-- START --
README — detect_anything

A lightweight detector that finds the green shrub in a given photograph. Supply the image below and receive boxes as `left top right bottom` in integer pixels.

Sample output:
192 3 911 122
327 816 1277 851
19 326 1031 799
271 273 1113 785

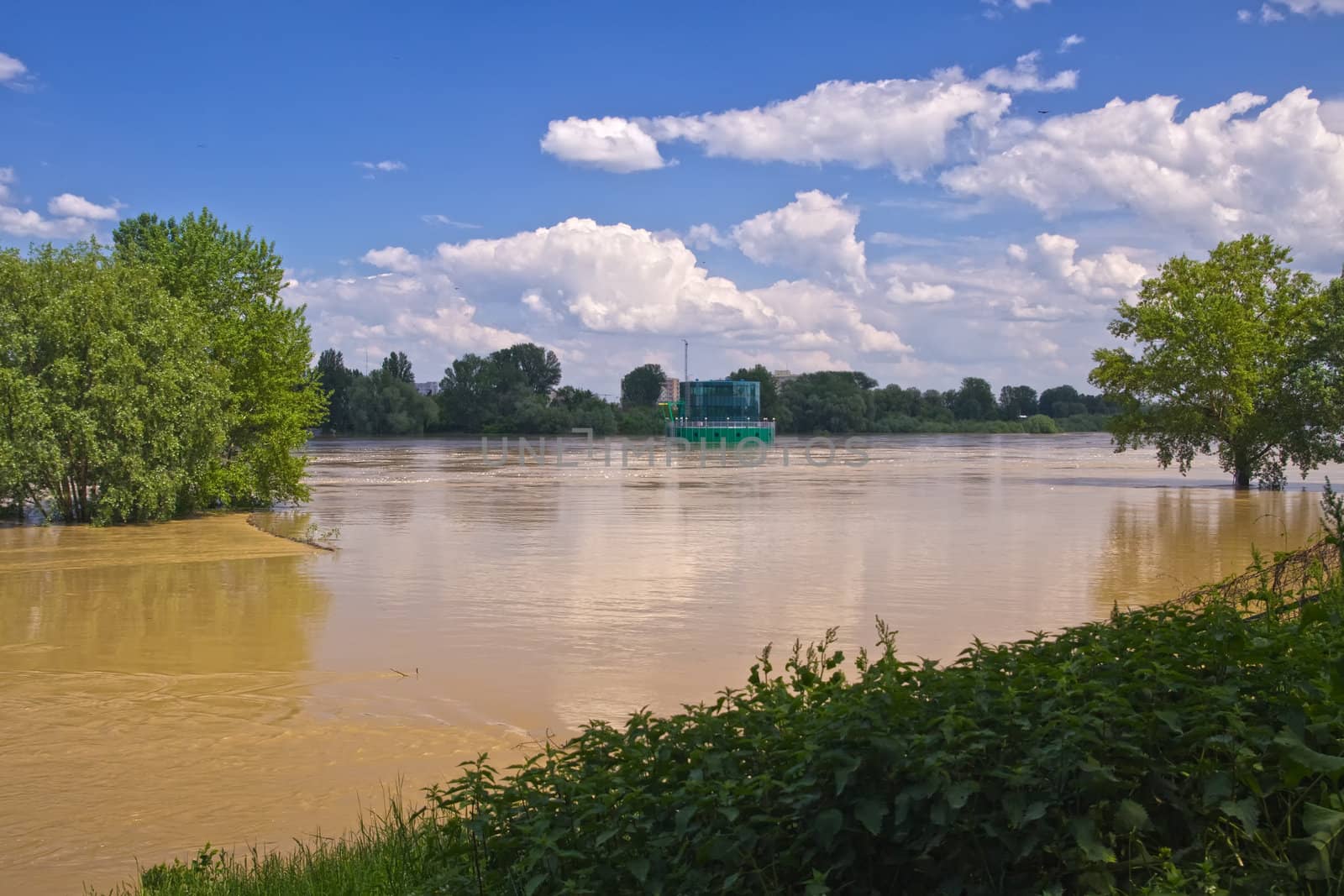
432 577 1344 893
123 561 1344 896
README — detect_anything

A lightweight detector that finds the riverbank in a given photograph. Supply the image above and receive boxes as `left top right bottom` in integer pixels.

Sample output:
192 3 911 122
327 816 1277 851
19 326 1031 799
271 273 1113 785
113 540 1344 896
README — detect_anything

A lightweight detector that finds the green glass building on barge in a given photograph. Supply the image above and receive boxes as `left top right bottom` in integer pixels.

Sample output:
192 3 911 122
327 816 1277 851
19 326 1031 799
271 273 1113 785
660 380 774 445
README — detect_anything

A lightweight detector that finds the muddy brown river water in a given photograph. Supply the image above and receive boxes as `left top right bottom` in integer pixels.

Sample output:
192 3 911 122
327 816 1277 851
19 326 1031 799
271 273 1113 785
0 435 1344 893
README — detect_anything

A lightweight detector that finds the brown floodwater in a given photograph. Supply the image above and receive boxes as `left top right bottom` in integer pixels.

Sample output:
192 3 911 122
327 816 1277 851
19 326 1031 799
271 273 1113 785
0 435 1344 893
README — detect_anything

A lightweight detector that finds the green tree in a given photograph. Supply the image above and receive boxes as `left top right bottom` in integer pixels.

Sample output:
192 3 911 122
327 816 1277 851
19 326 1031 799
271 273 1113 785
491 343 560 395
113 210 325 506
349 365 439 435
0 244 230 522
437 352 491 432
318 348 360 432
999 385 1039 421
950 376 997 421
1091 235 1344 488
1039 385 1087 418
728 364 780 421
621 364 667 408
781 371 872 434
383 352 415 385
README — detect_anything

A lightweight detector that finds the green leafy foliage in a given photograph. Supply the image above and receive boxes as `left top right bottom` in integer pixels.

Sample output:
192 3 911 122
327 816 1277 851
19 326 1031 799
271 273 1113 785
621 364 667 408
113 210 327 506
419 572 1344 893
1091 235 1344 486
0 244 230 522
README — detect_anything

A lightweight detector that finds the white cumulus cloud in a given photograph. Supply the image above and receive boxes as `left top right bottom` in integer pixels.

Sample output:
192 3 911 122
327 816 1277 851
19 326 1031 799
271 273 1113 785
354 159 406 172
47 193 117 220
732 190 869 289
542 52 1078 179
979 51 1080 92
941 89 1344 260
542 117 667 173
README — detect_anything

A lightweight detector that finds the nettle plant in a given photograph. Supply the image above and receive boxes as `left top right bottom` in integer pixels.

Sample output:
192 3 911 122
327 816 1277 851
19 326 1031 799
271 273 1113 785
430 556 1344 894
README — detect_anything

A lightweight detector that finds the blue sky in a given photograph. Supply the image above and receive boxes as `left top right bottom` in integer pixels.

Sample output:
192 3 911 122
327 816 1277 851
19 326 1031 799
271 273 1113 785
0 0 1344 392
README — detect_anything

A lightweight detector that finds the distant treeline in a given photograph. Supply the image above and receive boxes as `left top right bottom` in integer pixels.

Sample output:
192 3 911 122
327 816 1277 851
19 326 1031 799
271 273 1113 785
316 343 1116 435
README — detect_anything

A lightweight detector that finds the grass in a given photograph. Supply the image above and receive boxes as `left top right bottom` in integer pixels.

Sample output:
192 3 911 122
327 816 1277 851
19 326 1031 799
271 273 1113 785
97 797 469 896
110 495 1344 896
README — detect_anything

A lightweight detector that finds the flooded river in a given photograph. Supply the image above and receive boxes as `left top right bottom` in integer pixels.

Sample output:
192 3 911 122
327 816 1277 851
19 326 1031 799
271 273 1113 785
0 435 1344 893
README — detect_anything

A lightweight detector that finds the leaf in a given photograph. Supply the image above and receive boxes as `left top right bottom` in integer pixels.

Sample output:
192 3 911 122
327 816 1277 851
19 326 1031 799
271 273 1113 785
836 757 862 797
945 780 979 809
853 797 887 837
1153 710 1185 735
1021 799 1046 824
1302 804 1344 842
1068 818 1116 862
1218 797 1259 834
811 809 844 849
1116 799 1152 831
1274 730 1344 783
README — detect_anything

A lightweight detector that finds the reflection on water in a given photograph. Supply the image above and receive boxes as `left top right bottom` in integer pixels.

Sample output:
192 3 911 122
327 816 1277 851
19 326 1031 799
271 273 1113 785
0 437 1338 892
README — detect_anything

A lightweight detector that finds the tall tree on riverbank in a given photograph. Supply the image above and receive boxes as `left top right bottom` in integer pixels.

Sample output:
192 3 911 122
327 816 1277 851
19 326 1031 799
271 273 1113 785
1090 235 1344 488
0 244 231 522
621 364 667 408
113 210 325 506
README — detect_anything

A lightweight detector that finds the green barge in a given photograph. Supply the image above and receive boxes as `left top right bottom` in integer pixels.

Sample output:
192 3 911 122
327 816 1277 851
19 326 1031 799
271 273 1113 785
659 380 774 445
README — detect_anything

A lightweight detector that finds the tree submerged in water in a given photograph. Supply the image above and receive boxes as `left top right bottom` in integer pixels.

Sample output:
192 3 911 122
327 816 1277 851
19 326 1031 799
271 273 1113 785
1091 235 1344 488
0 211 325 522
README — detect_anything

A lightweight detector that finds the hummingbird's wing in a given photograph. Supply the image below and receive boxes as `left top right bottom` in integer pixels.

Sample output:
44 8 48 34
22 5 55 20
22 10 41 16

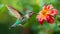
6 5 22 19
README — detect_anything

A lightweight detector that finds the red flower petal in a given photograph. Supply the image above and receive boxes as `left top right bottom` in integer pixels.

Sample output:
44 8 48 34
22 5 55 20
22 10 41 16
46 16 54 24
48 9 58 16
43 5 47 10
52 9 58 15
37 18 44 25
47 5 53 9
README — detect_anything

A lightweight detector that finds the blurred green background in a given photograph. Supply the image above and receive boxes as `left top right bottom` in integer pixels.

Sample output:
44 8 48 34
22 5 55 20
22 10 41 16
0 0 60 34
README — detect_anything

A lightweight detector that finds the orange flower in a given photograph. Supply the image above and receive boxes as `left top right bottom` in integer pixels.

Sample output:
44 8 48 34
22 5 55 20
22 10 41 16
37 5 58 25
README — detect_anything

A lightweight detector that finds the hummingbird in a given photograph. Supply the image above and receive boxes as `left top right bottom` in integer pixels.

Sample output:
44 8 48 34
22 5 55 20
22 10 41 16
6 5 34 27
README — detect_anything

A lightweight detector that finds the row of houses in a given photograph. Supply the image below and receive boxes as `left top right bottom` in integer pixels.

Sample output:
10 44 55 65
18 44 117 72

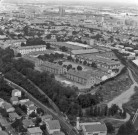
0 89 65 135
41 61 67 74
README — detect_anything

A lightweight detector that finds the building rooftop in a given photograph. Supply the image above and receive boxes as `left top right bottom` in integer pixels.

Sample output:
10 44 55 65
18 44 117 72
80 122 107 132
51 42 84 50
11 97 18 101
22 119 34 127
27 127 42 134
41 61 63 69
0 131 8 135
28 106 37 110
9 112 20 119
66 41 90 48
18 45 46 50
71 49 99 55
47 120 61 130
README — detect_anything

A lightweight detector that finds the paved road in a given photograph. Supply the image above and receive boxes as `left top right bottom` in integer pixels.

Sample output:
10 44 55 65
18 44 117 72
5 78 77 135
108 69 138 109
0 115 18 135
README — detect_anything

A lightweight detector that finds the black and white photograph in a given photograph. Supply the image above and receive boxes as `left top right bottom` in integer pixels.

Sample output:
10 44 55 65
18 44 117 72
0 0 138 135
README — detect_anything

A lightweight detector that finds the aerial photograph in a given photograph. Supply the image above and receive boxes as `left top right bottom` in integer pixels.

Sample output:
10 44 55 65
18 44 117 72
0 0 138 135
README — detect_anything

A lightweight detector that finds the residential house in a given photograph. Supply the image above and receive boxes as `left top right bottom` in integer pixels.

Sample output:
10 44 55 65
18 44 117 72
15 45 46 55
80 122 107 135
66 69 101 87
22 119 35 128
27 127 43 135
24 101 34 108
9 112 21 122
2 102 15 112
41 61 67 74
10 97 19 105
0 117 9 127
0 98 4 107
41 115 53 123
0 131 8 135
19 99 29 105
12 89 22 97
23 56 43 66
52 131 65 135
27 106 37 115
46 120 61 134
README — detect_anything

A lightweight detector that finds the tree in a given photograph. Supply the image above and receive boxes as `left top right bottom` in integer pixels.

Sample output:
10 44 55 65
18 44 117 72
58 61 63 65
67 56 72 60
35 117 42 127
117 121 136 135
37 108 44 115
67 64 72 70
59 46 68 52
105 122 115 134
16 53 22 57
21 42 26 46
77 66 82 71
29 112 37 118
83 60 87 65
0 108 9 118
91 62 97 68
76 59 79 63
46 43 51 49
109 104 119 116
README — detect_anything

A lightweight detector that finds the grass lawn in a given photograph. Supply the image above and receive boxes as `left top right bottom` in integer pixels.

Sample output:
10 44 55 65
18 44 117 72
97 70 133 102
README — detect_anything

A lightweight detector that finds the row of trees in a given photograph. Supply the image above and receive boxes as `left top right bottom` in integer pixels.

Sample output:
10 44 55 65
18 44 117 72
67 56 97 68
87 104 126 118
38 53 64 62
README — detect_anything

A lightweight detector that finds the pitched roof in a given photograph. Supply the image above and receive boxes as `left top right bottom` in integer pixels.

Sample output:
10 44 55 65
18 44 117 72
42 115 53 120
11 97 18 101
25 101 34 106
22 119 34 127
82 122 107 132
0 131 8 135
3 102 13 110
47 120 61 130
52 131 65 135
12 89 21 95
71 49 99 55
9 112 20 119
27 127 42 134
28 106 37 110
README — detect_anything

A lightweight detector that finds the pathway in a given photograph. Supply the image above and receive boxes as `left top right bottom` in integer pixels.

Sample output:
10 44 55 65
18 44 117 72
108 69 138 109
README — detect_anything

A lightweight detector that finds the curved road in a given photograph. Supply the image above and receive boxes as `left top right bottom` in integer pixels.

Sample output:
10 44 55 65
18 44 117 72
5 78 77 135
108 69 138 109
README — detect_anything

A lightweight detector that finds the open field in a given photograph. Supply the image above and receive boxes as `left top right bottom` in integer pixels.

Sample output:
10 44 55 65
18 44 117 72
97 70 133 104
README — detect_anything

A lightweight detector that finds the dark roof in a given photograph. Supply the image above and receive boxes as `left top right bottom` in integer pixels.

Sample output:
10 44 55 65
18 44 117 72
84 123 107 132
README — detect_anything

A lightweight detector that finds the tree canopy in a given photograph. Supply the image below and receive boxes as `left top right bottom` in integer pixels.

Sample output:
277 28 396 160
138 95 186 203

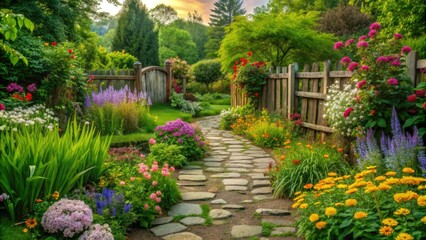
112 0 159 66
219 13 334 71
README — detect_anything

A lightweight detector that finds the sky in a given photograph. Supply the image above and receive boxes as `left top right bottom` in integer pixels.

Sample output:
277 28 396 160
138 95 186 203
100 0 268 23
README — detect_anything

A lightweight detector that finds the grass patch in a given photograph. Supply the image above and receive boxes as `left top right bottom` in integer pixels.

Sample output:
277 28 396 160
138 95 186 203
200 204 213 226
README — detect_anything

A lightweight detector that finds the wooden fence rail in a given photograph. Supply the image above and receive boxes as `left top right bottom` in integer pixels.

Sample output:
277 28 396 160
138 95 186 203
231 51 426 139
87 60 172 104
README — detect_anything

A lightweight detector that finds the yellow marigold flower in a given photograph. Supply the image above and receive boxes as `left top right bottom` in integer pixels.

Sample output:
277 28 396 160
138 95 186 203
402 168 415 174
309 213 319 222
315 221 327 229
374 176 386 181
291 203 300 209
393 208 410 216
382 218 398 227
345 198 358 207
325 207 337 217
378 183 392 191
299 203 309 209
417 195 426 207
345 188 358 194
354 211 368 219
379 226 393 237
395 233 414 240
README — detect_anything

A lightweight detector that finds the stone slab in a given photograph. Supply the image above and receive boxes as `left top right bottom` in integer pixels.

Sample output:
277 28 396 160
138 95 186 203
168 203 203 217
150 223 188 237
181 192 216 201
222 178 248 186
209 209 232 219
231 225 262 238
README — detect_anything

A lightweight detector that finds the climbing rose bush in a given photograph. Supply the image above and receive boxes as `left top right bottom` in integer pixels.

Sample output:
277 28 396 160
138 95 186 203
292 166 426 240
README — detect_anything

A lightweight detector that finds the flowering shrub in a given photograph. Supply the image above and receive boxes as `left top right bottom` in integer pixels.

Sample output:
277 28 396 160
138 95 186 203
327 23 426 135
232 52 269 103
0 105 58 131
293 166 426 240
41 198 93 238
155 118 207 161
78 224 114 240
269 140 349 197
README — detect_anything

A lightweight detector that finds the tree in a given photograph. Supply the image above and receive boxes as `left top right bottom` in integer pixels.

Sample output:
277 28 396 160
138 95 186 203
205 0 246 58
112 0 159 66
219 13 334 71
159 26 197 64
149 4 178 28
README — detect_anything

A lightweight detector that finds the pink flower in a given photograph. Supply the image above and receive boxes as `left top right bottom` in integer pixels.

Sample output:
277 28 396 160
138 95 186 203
-- END --
> _Task requirements_
Count the lines in the data above that contain the string "barge", treating case as significant, and give only the number.

> _Exercise response_
2